### INSTRUCTION
Please locate every line below that holds the string "wicker" and copy each one.

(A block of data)
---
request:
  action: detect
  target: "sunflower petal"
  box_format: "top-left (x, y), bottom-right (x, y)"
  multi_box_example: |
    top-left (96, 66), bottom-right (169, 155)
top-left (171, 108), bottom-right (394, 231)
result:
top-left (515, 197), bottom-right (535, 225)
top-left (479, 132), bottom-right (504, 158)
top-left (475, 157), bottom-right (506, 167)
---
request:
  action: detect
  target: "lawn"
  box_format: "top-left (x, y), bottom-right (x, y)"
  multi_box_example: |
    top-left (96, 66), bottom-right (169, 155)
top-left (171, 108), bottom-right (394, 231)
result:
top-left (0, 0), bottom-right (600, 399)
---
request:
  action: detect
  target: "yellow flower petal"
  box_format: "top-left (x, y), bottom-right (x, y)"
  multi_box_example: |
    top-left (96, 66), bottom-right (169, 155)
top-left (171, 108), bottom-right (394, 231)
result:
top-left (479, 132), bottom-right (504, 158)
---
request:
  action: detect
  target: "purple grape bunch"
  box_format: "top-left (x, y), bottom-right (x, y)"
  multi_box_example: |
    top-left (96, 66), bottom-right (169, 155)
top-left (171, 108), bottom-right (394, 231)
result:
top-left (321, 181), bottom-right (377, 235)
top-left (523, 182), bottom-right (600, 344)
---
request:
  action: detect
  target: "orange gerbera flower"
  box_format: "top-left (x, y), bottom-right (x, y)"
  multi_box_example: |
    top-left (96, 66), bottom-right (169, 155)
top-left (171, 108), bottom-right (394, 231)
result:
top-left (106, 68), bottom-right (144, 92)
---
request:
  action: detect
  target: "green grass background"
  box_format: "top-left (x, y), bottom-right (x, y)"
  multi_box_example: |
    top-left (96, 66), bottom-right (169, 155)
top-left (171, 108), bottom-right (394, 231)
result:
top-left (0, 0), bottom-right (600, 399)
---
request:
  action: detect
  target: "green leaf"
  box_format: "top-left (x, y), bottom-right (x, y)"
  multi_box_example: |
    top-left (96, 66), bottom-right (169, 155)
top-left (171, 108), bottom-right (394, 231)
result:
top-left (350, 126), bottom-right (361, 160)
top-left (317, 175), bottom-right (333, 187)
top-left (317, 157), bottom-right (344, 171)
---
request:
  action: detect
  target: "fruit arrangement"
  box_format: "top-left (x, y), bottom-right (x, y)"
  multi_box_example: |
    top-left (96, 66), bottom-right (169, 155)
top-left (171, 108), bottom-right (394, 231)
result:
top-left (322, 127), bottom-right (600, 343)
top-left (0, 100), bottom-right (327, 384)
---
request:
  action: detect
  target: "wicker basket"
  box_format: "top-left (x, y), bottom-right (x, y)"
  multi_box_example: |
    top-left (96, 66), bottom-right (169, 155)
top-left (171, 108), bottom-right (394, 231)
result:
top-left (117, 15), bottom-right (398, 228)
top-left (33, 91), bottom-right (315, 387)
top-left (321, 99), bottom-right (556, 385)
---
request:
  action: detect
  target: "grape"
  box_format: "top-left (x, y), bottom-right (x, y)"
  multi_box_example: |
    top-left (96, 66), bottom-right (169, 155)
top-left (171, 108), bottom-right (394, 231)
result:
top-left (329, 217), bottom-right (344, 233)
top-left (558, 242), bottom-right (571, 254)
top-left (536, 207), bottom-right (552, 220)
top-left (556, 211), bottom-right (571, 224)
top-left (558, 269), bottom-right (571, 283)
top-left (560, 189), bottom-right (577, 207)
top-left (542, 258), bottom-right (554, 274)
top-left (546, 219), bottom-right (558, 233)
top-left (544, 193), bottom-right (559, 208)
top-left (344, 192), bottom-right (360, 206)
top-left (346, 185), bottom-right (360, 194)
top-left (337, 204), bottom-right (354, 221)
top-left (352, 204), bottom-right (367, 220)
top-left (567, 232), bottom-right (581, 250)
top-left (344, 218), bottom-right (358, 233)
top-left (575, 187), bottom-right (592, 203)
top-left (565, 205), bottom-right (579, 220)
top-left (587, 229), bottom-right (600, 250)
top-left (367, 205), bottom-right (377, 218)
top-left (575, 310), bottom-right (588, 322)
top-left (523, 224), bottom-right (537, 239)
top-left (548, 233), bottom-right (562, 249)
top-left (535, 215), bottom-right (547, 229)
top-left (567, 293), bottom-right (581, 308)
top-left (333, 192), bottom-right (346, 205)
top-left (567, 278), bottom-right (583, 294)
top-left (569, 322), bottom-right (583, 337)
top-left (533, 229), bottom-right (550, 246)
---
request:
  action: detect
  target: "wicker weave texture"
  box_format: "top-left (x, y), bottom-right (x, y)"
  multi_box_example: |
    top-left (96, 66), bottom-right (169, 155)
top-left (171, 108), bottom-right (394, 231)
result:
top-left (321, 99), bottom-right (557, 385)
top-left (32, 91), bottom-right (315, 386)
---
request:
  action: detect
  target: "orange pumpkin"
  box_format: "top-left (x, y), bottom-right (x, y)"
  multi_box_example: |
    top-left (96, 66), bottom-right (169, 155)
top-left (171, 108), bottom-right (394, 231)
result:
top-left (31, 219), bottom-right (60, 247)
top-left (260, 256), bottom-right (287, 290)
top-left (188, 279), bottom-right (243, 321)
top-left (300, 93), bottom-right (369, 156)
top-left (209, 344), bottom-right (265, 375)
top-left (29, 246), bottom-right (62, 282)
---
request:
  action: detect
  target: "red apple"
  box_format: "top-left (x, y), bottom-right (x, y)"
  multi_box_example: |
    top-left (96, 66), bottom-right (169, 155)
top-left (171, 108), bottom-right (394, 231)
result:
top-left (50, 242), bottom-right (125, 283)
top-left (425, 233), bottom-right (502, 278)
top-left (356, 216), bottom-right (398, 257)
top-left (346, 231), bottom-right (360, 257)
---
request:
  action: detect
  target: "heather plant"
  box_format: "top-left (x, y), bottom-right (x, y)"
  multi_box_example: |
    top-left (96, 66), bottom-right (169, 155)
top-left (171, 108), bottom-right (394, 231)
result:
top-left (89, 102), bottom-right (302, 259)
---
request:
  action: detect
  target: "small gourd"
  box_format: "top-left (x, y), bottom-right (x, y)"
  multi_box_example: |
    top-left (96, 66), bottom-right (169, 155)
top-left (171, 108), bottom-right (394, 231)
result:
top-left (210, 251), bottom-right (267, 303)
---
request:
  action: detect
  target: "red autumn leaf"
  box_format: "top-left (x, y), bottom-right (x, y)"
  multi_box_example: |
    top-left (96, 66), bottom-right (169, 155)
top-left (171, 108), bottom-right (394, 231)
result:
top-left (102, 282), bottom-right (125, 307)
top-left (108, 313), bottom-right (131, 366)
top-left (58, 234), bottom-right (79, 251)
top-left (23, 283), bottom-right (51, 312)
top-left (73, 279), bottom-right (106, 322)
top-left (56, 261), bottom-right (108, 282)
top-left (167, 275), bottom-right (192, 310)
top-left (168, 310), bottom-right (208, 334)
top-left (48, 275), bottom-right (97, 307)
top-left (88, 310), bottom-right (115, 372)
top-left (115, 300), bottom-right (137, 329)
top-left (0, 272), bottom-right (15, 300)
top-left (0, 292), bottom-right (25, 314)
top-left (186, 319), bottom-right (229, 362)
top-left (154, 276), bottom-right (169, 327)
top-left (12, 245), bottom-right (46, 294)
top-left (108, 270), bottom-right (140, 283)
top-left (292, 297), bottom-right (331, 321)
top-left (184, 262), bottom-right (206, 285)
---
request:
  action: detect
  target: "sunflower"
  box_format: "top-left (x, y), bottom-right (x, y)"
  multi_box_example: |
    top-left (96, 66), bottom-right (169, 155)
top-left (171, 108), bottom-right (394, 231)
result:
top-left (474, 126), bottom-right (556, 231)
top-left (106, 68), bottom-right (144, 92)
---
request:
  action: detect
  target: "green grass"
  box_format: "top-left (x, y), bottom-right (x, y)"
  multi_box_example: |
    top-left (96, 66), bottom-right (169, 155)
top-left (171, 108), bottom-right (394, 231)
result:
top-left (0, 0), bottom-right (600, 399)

### SOLUTION TO THE EXERCISE
  target: "wicker basket"
  target: "wicker weave texture"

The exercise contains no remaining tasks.